Provided information START

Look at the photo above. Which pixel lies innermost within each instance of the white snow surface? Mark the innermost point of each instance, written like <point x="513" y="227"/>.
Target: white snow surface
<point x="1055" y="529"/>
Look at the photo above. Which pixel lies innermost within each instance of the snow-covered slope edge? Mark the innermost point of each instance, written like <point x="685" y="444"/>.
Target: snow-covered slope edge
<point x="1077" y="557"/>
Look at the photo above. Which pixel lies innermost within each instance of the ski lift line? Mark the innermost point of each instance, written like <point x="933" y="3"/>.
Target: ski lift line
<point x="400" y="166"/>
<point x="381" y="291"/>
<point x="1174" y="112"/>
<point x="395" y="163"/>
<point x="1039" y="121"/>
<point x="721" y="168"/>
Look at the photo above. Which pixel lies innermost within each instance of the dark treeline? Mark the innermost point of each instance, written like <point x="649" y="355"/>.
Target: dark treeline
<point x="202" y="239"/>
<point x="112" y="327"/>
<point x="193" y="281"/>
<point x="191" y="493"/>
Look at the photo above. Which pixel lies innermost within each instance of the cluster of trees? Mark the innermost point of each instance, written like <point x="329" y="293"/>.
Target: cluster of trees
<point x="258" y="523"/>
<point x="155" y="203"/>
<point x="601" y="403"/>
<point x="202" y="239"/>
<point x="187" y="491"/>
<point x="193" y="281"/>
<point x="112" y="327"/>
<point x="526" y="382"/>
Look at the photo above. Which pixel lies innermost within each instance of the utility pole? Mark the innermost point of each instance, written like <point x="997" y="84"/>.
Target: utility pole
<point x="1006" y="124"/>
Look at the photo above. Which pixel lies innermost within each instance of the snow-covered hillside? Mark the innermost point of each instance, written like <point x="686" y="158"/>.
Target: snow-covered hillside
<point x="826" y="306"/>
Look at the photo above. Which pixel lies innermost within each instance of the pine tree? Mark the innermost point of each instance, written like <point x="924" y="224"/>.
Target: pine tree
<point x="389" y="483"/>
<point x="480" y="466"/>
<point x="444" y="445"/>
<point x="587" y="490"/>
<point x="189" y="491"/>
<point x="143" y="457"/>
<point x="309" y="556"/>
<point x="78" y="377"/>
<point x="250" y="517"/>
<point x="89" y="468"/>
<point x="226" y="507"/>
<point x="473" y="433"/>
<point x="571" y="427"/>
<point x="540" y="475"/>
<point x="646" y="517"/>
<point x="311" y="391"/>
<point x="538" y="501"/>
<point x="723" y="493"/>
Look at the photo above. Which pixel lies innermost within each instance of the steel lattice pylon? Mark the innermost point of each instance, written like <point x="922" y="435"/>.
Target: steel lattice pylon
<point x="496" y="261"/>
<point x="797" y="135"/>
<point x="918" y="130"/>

Provided information END
Provided information START

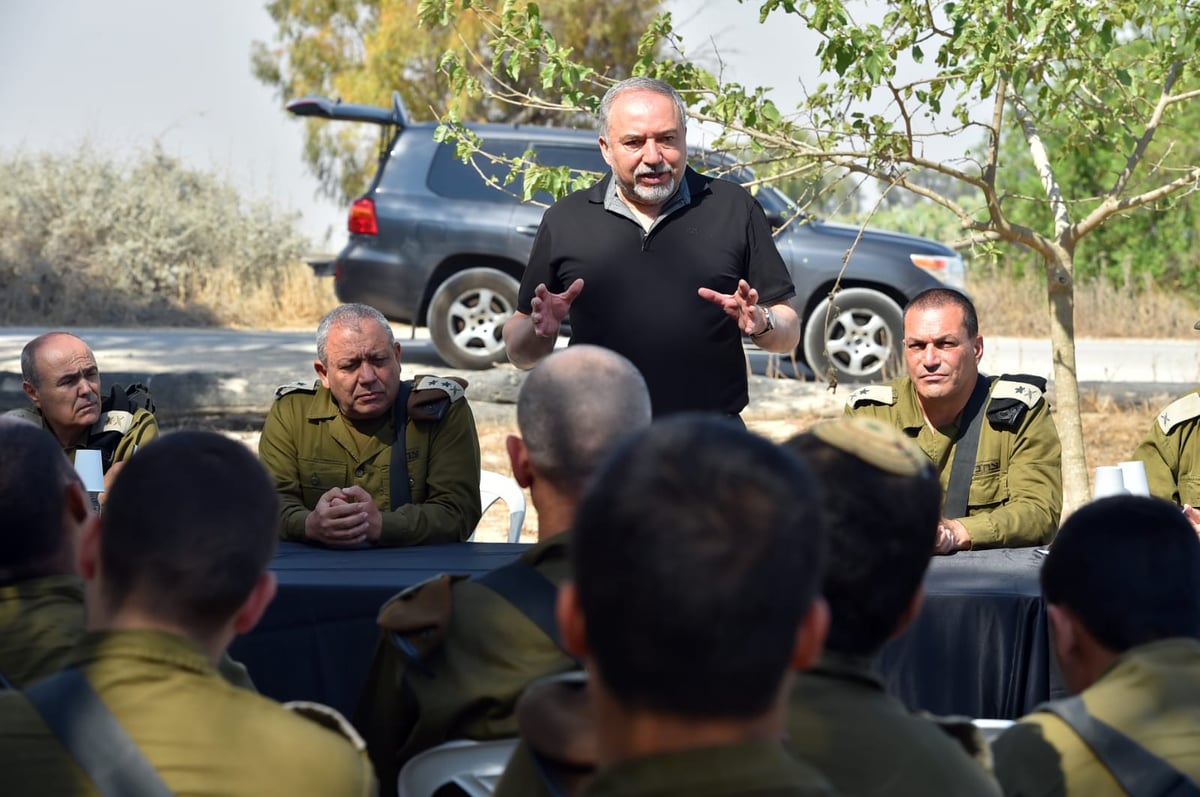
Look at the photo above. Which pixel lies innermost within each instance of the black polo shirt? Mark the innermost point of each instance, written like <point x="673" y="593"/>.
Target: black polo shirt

Provided information END
Provided information START

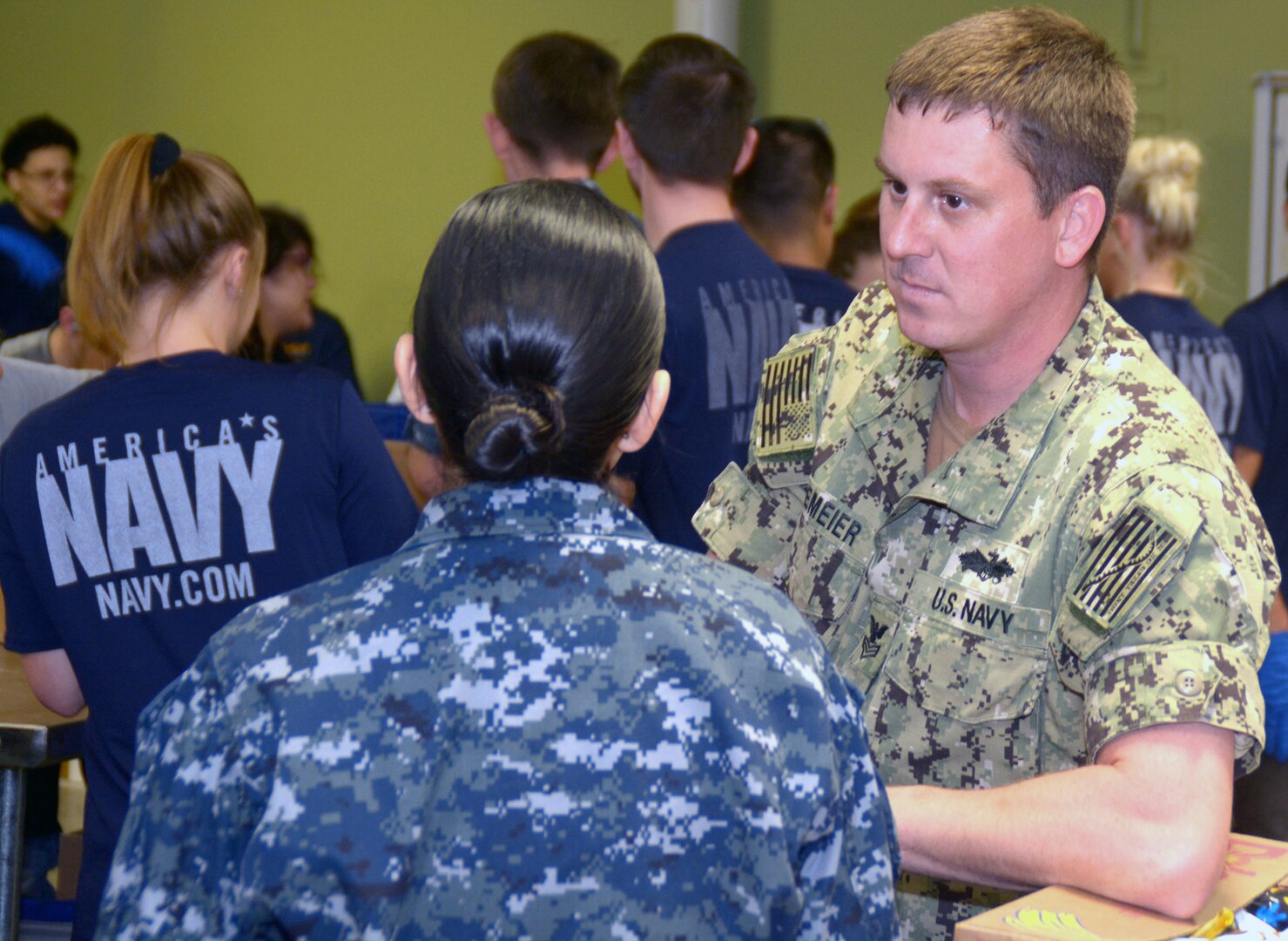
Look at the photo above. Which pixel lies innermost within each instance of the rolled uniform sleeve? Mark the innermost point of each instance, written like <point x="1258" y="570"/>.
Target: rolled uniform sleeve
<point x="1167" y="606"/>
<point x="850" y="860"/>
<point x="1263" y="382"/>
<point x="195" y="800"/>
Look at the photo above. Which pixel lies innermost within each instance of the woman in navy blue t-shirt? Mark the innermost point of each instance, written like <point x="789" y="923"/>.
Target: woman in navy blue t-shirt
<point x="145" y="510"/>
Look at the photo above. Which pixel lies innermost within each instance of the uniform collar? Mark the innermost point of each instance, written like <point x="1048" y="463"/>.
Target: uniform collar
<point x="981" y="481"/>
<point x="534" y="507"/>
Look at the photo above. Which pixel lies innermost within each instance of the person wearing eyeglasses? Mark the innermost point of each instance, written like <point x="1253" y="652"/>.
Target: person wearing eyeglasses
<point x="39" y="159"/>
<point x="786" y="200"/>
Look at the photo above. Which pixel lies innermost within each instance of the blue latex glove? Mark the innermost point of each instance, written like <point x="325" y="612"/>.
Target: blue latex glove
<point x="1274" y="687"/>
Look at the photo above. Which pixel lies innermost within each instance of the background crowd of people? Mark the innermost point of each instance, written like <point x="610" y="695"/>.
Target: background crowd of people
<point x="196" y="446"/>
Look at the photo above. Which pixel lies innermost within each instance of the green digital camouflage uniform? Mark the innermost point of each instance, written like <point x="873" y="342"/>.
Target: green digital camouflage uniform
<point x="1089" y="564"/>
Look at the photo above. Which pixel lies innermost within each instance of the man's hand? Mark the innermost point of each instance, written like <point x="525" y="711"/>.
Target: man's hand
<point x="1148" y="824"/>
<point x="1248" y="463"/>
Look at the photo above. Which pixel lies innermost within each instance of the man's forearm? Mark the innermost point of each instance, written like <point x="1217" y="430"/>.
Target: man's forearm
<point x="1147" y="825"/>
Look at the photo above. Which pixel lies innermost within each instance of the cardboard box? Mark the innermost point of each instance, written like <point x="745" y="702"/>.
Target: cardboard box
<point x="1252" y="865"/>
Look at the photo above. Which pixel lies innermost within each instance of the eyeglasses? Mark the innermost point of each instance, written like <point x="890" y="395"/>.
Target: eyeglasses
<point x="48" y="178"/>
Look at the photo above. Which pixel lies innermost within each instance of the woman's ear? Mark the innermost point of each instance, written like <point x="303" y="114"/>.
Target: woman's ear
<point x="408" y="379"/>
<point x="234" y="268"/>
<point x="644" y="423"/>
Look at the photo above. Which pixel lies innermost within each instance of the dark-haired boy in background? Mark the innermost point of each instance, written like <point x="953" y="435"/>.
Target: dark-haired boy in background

Provided information END

▶ Your objective:
Above are some records; copy exactly the lines from the one with "of the black" through the one with "Target: black polo shirt", both included, and no others.

▶ Answer section:
Look at the photo above. Which pixel lies innermost within each instance of the black polo shirt? Mark the innermost point of each instance, written like <point x="673" y="593"/>.
Target: black polo shirt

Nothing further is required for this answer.